Coton: malgré la controverse, la Sodecoton opte pour l’utilisation des OGM
Un décret présidentiel autorise le Minepat à emprunter 64,2 milliards FCFA pour assurer la campagne cotonnière 2017-2018. Cet argent devrait permettre à la société de renforcer son plan de développement, qui entrevoit également l’utilisation des organismes génétiquement modifiés.
Alamine Ousmane Mey, ministre de l’Economie, de la planification et de l’aménagement du territoire (Minepat), vient de recevoir l’ordre du président Paul Biya, de signer un accord avec la Banque islamique de développement (BID) dans le but de financer le secteur agricole. Cet accord, de type Mourabaha (contrat d’une marge bénéficiaire connue et convenue entre les parties), devrait être signé dans les prochains jours, pour un montant de 64,2 milliards FCFA. Un financement destiné à acquérir des intrants agricoles (engrais, pesticides, herbicides), du coton graine et des graines de soja, et d’en assurer la vente sur le marché camerounais.

▶ [Données présentées]:
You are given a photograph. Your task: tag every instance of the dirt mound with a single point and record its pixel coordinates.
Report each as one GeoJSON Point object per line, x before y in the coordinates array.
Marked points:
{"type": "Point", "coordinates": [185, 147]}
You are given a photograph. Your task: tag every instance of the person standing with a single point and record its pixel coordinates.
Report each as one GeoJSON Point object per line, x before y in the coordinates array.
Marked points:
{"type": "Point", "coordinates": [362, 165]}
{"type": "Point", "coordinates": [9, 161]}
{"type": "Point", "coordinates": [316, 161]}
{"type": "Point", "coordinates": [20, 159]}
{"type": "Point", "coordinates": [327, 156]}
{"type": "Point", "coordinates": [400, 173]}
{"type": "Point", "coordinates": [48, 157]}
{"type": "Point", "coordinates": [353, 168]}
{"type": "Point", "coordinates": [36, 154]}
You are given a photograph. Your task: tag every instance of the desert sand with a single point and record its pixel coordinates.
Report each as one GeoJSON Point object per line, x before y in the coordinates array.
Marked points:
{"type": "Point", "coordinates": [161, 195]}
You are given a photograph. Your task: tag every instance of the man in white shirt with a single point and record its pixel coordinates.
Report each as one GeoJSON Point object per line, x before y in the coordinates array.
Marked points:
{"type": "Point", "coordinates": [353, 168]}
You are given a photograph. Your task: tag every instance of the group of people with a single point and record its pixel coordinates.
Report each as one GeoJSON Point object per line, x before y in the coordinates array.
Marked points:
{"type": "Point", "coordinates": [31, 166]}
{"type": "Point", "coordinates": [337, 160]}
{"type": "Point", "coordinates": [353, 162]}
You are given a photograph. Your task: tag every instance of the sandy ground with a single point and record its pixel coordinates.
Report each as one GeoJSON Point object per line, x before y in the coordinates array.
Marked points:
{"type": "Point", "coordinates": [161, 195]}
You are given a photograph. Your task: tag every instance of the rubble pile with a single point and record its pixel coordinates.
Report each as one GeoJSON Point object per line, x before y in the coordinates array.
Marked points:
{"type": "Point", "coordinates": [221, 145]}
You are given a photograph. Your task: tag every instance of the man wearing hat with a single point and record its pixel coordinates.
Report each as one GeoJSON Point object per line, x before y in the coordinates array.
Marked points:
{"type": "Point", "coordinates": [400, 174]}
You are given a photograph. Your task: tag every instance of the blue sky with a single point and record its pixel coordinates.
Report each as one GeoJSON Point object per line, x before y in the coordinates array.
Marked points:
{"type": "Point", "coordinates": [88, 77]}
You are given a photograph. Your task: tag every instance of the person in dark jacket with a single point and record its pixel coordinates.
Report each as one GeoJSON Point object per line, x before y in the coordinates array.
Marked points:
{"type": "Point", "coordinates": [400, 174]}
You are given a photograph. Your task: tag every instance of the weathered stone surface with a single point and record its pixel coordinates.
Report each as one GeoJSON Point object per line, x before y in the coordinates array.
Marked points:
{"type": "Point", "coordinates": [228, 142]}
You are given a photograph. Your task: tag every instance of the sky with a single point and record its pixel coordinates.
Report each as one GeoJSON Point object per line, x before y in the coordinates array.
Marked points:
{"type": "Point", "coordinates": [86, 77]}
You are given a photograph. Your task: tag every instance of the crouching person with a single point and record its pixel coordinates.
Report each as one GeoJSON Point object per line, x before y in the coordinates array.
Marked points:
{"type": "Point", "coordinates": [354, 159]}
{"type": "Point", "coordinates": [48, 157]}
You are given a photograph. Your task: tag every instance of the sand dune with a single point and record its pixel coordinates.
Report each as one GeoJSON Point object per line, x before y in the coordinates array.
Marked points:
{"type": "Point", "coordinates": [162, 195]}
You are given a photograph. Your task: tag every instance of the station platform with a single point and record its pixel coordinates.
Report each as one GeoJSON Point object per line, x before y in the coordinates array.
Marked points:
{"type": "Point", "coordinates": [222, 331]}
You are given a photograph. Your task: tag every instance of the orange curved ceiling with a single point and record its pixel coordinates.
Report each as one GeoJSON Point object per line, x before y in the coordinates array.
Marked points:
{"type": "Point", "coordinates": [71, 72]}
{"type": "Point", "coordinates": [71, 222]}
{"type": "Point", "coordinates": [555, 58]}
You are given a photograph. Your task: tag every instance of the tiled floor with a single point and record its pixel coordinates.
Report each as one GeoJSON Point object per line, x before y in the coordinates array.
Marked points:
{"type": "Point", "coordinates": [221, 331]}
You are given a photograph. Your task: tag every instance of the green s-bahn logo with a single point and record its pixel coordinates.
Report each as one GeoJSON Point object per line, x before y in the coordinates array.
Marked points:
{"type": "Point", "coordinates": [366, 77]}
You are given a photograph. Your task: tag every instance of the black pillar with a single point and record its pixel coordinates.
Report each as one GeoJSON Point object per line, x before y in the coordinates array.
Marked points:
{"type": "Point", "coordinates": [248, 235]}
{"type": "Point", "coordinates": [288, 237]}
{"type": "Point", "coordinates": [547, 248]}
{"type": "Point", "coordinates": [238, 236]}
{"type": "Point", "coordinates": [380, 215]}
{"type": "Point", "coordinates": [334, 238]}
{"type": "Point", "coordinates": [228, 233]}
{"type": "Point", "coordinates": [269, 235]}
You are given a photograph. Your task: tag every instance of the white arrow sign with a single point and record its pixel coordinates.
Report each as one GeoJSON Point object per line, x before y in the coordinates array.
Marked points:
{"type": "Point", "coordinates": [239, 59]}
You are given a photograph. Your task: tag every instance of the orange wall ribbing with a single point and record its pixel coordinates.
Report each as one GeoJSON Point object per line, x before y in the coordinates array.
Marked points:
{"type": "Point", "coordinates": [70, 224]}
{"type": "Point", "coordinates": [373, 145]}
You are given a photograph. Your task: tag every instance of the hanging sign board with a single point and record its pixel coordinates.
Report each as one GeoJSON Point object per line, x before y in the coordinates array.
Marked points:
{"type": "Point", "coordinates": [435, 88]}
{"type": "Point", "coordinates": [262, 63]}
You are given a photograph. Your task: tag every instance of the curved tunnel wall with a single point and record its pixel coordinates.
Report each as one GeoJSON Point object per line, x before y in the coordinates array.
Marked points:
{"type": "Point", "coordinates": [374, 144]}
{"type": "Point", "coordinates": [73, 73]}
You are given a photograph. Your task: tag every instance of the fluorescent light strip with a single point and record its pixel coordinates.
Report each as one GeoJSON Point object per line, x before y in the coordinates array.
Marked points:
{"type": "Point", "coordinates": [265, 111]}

▶ [Problèmes à résoudre]:
1) D'après l'article sur le coton, avec quelle institution le Minepat doit-il signer un accord de financement ?
2) Rédigez la suite de l'article sur le coton après sa dernière phrase.

▶ [Réponses aux exercices]:
1) Avec la Banque islamique de développement (BID).

2)
Cette mesure intervient au moment où la Société de développement du coton (Sodecoton) a récemment révélé qu’elle entend accélérer son processus de relance, après près de quatre années difficiles. Au cours de la campagne 2017-2018, le Cameroun a enregistré une production de 254 000 tonnes de coton graine et 207 000 tonnes de coton fibre. Un résultat stable par rapport à celui des années précédentes, où la moyenne s’élevait à 260 000 tonnes.
Selon les responsables de l’entreprise, l’avenir de la culture du coton au Cameroun passerait par l’implémentation de nouvelles méthodes culturales, afin de lui assurer une augmentation importante de la productivité des plantations et de la production du coton. Pour atteindre ses objectifs, la Sodecoton a récemment marqué son intention de relancer le processus d’utilisation des organismes génétiquement modifiés (OGM) dans les plantations qui l’approvisionnent. Actuellement, les quelque 250 000 planteurs du Cameroun ont des rendements de 1 450 kilogrammes par hectare. Des rendements qui devraient augmenter de 30% au moins avec les OGM, estime-t-on.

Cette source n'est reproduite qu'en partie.